● **WHAT IS NEEDED**:
Write out the records again, exactly, leaving none out.

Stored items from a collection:

────────────────

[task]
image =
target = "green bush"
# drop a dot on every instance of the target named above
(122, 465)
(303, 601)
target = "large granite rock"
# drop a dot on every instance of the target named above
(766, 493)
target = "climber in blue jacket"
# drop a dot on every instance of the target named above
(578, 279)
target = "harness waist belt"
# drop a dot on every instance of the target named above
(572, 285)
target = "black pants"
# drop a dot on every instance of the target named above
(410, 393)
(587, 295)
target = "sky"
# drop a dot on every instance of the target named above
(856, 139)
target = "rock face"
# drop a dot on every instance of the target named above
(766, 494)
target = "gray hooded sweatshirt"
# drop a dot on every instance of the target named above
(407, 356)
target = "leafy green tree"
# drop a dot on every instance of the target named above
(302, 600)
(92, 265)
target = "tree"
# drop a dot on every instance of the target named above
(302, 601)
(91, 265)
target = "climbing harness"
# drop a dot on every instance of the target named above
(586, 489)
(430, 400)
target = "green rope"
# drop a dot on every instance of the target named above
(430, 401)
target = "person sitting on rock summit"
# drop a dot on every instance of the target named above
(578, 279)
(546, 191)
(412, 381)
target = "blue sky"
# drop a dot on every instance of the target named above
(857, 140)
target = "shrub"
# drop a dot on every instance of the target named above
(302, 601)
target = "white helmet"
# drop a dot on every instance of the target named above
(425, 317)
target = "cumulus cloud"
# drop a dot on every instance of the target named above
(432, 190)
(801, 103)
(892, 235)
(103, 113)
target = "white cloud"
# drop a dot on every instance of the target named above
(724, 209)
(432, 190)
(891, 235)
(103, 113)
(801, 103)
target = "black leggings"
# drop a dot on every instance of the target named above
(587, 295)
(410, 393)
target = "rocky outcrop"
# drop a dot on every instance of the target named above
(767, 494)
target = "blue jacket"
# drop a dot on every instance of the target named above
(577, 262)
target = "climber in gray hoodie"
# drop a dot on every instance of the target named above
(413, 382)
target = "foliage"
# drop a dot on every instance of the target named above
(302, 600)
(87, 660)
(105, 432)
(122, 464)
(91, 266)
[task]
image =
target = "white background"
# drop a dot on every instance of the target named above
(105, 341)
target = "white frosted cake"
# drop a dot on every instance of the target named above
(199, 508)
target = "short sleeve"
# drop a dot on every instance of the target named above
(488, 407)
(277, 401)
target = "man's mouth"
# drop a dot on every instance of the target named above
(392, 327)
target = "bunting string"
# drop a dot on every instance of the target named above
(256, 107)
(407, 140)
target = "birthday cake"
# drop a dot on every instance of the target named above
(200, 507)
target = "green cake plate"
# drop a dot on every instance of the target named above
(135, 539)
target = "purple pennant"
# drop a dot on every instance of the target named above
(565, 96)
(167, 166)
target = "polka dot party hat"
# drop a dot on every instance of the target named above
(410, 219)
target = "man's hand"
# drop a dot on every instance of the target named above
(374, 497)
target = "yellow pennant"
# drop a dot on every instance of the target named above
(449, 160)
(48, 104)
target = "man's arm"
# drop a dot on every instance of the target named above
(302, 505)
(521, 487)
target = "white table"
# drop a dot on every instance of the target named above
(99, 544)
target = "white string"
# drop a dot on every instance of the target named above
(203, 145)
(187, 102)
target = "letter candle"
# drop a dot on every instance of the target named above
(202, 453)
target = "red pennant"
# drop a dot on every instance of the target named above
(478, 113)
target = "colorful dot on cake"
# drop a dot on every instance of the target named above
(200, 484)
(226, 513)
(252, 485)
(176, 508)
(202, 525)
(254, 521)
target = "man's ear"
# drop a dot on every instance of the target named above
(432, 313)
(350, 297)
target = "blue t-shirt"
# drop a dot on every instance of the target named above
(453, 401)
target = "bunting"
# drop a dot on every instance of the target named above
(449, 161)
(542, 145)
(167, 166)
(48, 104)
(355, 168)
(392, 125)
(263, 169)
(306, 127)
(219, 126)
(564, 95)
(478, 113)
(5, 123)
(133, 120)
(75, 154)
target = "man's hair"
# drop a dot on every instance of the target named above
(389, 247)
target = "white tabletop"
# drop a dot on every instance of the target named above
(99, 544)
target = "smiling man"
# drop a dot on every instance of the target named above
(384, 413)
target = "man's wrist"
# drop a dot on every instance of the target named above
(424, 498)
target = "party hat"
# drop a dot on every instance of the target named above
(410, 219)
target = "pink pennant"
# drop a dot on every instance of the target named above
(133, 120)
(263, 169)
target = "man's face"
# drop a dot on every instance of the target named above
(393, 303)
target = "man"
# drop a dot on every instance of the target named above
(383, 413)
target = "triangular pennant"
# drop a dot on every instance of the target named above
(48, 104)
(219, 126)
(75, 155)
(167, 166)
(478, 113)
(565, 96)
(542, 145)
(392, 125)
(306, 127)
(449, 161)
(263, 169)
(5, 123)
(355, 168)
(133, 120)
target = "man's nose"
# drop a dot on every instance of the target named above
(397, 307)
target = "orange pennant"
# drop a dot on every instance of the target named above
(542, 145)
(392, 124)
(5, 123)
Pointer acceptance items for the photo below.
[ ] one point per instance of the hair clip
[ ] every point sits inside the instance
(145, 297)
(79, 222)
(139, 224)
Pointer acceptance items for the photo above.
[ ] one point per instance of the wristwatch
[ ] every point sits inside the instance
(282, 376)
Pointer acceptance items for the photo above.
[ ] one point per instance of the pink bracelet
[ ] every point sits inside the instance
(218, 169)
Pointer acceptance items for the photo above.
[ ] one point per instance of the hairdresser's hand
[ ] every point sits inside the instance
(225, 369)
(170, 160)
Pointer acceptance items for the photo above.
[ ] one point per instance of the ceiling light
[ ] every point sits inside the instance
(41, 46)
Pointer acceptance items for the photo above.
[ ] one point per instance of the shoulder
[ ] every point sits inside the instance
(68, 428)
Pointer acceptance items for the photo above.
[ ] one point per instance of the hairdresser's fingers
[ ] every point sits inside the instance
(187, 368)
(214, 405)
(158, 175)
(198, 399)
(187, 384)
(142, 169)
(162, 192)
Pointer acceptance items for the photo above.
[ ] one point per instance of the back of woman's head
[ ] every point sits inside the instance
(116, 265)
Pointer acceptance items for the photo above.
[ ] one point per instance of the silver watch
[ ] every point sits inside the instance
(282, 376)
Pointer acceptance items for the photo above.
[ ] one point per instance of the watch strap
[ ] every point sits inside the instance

────────────────

● **EXERCISE OUTPUT**:
[task]
image =
target = "green bush"
# drop a dot on every instance of the target named above
(122, 465)
(303, 601)
target = "large granite rock"
# drop a dot on every instance of the target named above
(766, 493)
target = "climber in blue jacket"
# drop a dot on every instance of the target named above
(578, 279)
target = "harness waist belt"
# drop a dot on every instance of the target named above
(572, 285)
target = "black pants"
# drop a dot on every instance of the target named above
(410, 393)
(587, 295)
target = "sky"
# drop a dot on every instance of the target named above
(856, 139)
target = "rock face"
# drop a dot on every instance of the target named above
(766, 494)
target = "gray hooded sweatshirt"
# drop a dot on every instance of the target named above
(407, 356)
target = "leafy green tree"
# drop a dot on every instance of the target named above
(302, 600)
(92, 265)
target = "tree"
# drop a dot on every instance of the target named above
(302, 601)
(91, 265)
target = "climbing harness"
# drop a dot on every instance of the target named above
(586, 489)
(430, 400)
target = "green rope"
# drop a dot on every instance of the target named above
(430, 401)
target = "person sitting on rock summit"
# drop a dot on every instance of the target named above
(578, 279)
(546, 191)
(412, 381)
target = "blue sky"
# drop a dot on every instance of the target named above
(857, 140)
target = "shrub"
# drop a dot on every instance of the target named above
(302, 601)
target = "white helmet"
# drop a dot on every instance of the target named above
(425, 317)
target = "cumulus cloud"
# drop a dot on every instance of the target named above
(432, 190)
(801, 103)
(892, 235)
(103, 113)
target = "white cloud"
# drop a dot on every instance of the target named above
(724, 209)
(432, 190)
(891, 235)
(103, 113)
(801, 103)
target = "black leggings"
# drop a dot on every instance of the target named above
(587, 295)
(410, 393)
target = "rocky outcrop"
# drop a dot on every instance of the target named above
(767, 494)
target = "blue jacket"
# drop a dot on every instance of the target named above
(577, 262)
target = "climber in gray hoodie"
# drop a dot on every instance of the target named above
(413, 382)
target = "foliage"
# drop a dot on every instance of the target named above
(302, 600)
(87, 660)
(105, 432)
(122, 464)
(91, 266)
[task]
image =
target = "white background"
# drop a dot on every instance of the target named above
(105, 341)
target = "white frosted cake"
# drop a dot on every instance of the target named above
(199, 508)
target = "short sleeve"
# drop a dot on every instance of the target named above
(488, 407)
(277, 401)
target = "man's mouth"
# drop a dot on every instance of the target named above
(392, 327)
target = "bunting string"
# drop a dot on every instance of the target named above
(256, 107)
(407, 140)
target = "birthday cake"
# drop a dot on every instance of the target named above
(200, 507)
target = "green cake plate"
# drop a dot on every instance of the target named above
(135, 539)
target = "purple pennant"
# drop a dot on every instance of the target named above
(565, 96)
(167, 166)
target = "polka dot party hat"
# drop a dot on every instance of the target named above
(410, 219)
target = "man's hand"
# drop a dot on every instance of the target named above
(374, 497)
target = "yellow pennant"
# drop a dot on every instance of the target named above
(449, 160)
(48, 104)
target = "man's arm"
# drop a dot on every instance of the target named above
(302, 505)
(521, 487)
target = "white table"
# drop a dot on every instance of the target named above
(99, 544)
target = "white string"
# drop a dot on every instance of the target named above
(203, 145)
(187, 102)
target = "letter candle"
# drop a dot on every instance of the target named above
(202, 453)
target = "red pennant"
# drop a dot on every instance of the target named above
(478, 113)
target = "colorful dot on cake"
# drop a dot on every instance of the target named above
(200, 484)
(226, 513)
(252, 485)
(176, 508)
(202, 525)
(254, 521)
target = "man's ear"
# drop a dot on every instance of the target named above
(432, 313)
(350, 297)
target = "blue t-shirt"
# drop a dot on every instance of the target named above
(453, 401)
target = "bunting"
# drop a dot on every instance of the target named above
(449, 161)
(542, 145)
(167, 166)
(48, 104)
(355, 168)
(392, 125)
(263, 169)
(306, 127)
(219, 126)
(564, 95)
(478, 113)
(5, 123)
(133, 120)
(75, 154)
target = "man's hair"
# drop a dot on every instance of the target named above
(389, 247)
target = "white tabletop"
# drop a dot on every instance of the target named above
(99, 544)
target = "smiling man"
# drop a dot on every instance of the target named above
(384, 413)
target = "man's wrist"
# drop a dot on every instance of the target named above
(424, 498)
target = "party hat"
# drop a dot on every instance of the target named above
(410, 219)
target = "pink pennant"
# drop a dot on every instance of the target named above
(133, 120)
(263, 169)
target = "man's face"
# drop a dot on every instance of the target named above
(393, 303)
target = "man"
# drop a dot on every instance of the target named above
(383, 413)
target = "triangular pennant"
# drop a dot on every instance of the target named above
(48, 104)
(219, 126)
(75, 155)
(167, 166)
(478, 113)
(565, 96)
(542, 145)
(392, 125)
(306, 127)
(449, 161)
(263, 169)
(5, 123)
(355, 168)
(133, 120)
target = "man's nose"
# drop a dot on every instance of the target named above
(397, 307)
target = "orange pennant"
# drop a dot on every instance of the target named above
(542, 145)
(392, 124)
(5, 123)
Pointer acceptance items for the photo below.
[ ] one point per instance of the hair clip
[ ] every point sits inside the instance
(145, 297)
(79, 222)
(139, 224)
Pointer acceptance items for the photo above.
[ ] one point per instance of the wristwatch
[ ] every point sits inside the instance
(282, 376)
Pointer acceptance items for the photo above.
[ ] one point per instance of the pink bracelet
[ ] every point sits inside the instance
(218, 169)
Pointer acceptance items for the photo above.
[ ] one point per instance of the hairdresser's hand
[ ] every point sits inside the instance
(225, 369)
(170, 160)
Pointer acceptance items for the photo above.
[ ] one point per instance of the ceiling light
[ ] every point sits inside the instance
(41, 46)
Pointer acceptance items for the photo above.
[ ] one point per instance of the shoulder
[ ] every point sits inside the instance
(68, 428)
Pointer acceptance items for the photo above.
[ ] one point per instance of the hairdresser's fingers
[ ] every point sits inside the instance
(187, 368)
(214, 405)
(158, 175)
(198, 399)
(187, 384)
(142, 169)
(162, 192)
Pointer acceptance items for the photo above.
[ ] one point per instance of the back of woman's head
[ ] every point sits inside the instance
(116, 265)
Pointer acceptance items for the photo above.
[ ] one point per instance of the silver watch
[ ] every point sits inside the instance
(282, 376)
Pointer acceptance items for the photo above.
[ ] one point per instance of the watch strap
[ ] every point sits inside the instance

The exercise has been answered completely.